---------- Records to process
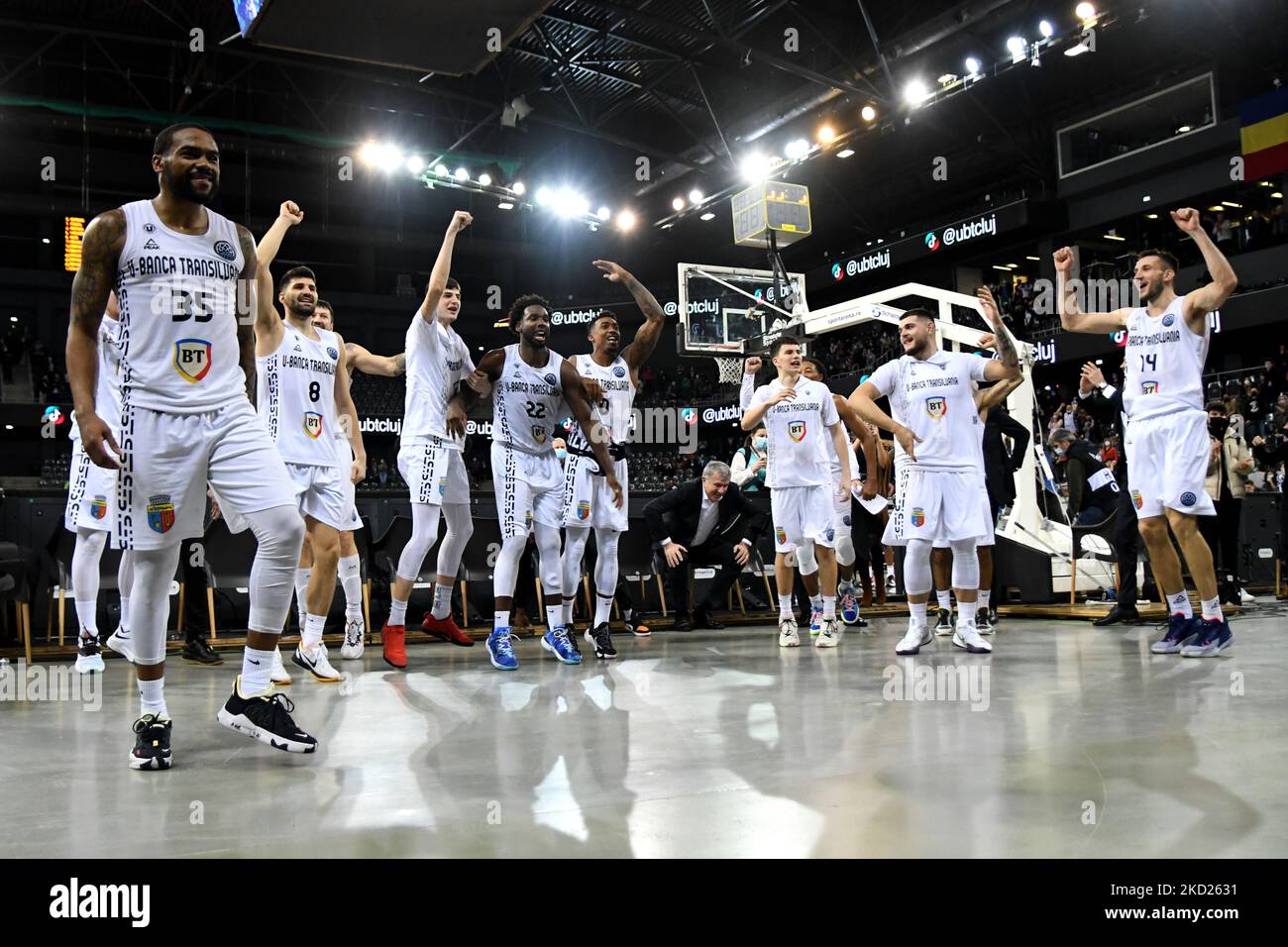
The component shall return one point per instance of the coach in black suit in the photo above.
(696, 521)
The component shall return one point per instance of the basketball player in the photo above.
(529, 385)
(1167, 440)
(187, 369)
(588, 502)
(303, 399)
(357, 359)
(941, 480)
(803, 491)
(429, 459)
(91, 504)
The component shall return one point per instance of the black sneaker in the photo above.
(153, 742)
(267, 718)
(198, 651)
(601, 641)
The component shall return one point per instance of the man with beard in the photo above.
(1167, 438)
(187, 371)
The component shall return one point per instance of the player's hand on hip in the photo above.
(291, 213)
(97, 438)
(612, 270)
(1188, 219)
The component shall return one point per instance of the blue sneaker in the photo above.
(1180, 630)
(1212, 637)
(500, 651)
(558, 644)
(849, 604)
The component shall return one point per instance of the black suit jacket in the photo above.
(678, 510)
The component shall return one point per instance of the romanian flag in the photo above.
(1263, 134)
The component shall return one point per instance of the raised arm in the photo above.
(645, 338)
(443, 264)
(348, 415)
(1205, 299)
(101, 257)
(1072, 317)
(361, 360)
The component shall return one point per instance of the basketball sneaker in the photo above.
--------------------
» Short problem
Put every line of the items above into a numbered list, skipping blank lines. Leave the pictures out.

» Correct answer
1. The component shall return one point per instance of the coach in black suit in the photo above.
2. (696, 521)
3. The component shall return one point per instance of the basketball player in the photo above.
4. (529, 385)
5. (1167, 440)
6. (187, 369)
7. (588, 502)
8. (303, 399)
9. (357, 359)
10. (941, 480)
11. (803, 491)
12. (429, 459)
13. (91, 504)
14. The component shall return one point per instance of the black sneaker in the photo above.
15. (153, 742)
16. (267, 718)
17. (198, 651)
18. (601, 641)
19. The component shall return one point per instance of the man with beard in the photo above.
20. (1167, 438)
21. (187, 371)
22. The component shall return one point per instance of the player's hand on hip in the photo above.
23. (291, 213)
24. (97, 438)
25. (612, 270)
26. (1188, 219)
27. The component shall return one point per instance of the blue sneaker in the photo above.
28. (1180, 630)
29. (1212, 637)
30. (500, 651)
31. (558, 644)
32. (849, 604)
33. The component shall return one point per instance of the black suit jacket in the photo above.
34. (678, 510)
35. The component shall return one point per instance of the romanian flag in the photo above.
36. (1263, 134)
37. The component shall return one point per instance of the raised arm in the photo above.
38. (645, 338)
39. (443, 264)
40. (348, 415)
41. (1205, 299)
42. (101, 257)
43. (1072, 317)
44. (361, 360)
45. The component shall return one point per instance of the basketball sneaker in the photo above.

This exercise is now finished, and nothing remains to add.